* [GIVEN PROBLEM]: Please count how many of the lines below contain the string "marker", treating uppercase and lowercase as different, and give only that number.

* Start INFORMATION GIVEN *

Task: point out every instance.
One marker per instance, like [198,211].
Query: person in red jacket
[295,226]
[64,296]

* End INFORMATION GIVEN *
* Start INFORMATION GIVEN *

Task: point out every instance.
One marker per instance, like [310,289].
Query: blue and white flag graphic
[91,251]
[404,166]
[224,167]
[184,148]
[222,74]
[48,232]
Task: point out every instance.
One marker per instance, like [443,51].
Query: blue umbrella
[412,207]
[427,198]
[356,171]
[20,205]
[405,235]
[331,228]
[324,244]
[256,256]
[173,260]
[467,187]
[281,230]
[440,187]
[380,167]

* End INFORMATION GIVEN *

* [CORRECT ANSWER]: 3